STUDY TEXT.
╭──
Eisai Co, a Tokyo-based pharmaceutical company with a family bent and market capitalisation of $14 billion, crossed the finish line before behemoths valued nearly 20-fold higher, including industry leaders Roche Holding AG and Eli Lilly & Co. The results of its Clarity-AD trial this week showed the medicine it’s developing with Biogen, lecanemab, curbed the most common type of dementia – a breakthrough more than 100 years after the disease was discovered.
The discovery took years of struggle amid a slew of setbacks, including the high-profile implosion earlier this year of another Alzheimer’s drug the two companies developed together. Along the way, Eisai faced unrelenting questions about the hypothesis that treating the buildup of amyloid plaque in the brain of Alzheimer’s patients could slow the disease, a theory that seemed less likely with the failure of each high-profile rival.
On Wednesday in Tokyo, chief executive Haruo Naito was unequivocal that Eisai has silenced the doubters: “After 30 years, lecanemab proved that the patient’s condition can be improved by removing amyloid beta,” he said. The results “prove the amyloid hypothesis.”
╰──
STORED DATA.
╭──
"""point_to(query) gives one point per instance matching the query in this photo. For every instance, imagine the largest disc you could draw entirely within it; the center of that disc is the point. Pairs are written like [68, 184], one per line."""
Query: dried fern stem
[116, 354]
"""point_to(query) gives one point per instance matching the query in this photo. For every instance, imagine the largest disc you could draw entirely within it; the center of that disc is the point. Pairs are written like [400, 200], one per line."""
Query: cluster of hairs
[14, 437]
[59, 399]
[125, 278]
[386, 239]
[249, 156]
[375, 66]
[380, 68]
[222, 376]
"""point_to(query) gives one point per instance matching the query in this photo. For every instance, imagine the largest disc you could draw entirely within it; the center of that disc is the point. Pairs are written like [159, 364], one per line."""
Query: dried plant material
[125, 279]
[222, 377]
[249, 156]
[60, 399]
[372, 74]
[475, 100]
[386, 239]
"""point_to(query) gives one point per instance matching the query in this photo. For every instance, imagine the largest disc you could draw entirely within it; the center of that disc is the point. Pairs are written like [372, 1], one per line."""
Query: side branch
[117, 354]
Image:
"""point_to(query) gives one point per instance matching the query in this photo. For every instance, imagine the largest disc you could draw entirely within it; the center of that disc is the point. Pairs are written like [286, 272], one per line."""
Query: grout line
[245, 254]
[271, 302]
╰──
╭──
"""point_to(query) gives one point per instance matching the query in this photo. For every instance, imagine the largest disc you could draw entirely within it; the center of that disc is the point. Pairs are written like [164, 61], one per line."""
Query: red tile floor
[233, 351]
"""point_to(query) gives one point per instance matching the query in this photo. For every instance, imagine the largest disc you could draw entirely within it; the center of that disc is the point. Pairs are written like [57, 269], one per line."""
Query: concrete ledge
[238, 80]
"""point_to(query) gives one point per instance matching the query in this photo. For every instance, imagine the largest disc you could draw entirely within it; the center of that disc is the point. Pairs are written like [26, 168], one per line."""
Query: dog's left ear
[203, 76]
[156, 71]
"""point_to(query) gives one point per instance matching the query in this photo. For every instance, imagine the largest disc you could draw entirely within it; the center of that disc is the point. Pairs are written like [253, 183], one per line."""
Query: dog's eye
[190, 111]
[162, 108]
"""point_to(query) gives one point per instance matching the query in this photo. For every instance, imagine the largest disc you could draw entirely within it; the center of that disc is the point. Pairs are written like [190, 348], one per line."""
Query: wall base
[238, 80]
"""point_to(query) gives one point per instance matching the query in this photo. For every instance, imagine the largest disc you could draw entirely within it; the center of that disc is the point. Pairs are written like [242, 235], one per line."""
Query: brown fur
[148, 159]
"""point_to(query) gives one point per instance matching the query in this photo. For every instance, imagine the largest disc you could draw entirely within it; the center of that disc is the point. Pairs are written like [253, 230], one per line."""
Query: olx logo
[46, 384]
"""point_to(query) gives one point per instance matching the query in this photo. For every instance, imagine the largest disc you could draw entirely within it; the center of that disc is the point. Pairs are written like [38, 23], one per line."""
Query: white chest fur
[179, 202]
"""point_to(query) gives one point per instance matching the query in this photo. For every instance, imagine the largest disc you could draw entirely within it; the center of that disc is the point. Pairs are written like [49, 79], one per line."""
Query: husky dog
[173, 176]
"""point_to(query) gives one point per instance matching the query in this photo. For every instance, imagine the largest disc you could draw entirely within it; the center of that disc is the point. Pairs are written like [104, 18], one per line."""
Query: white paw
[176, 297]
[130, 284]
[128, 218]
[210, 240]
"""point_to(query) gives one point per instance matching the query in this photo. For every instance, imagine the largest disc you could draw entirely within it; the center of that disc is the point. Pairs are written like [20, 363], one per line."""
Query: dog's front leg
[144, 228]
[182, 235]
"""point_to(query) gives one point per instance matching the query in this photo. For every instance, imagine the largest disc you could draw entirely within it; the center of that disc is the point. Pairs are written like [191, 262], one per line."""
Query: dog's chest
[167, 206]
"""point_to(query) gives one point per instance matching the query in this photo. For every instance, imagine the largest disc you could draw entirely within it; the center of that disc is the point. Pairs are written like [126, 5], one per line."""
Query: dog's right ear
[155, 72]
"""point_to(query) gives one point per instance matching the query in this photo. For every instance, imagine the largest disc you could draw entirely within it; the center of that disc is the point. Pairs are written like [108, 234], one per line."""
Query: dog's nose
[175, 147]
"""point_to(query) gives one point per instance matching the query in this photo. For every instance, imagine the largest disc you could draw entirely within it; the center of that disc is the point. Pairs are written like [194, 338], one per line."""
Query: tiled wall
╰──
WORK TASK 1. Do these statements agree with the lecanemab article? Answer yes or no for each, quoting the words of the article that decide it. (a) Eisai has a market capitalization of $14 billion. (b) Eisai developed lecanemab without a partner. (c) Haruo Naito said the results disprove the amyloid hypothesis.
WORK TASK 2. Can you carry the lecanemab article forward from its last sentence?

EXERCISE ANSWER 1.
(a) Yes: "market capitalisation of $14 billion"
(b) No: "the medicine it’s developing with Biogen, lecanemab"
(c) No: "prove the amyloid hypothesis."

EXERCISE ANSWER 2.
Analysts and investors were buoyant as well, though approval and pricing issues remain. Eisai closed at 17% higher at 6,784 yen Wednesday, the largest gain in more than a year. Biogen, which remains a partner and will reap half the profits, soared 71% in early trading. “We finally have what we believe to be a clean win in Alzheimer’s disease,” Evan David Seigerman, an analyst at BMO Capital Markets, wrote in a note to clients. “The top-line data is as strong as can be, with high statistical significance across all endpoints — data doesn’t get much cleaner than this in biotech.”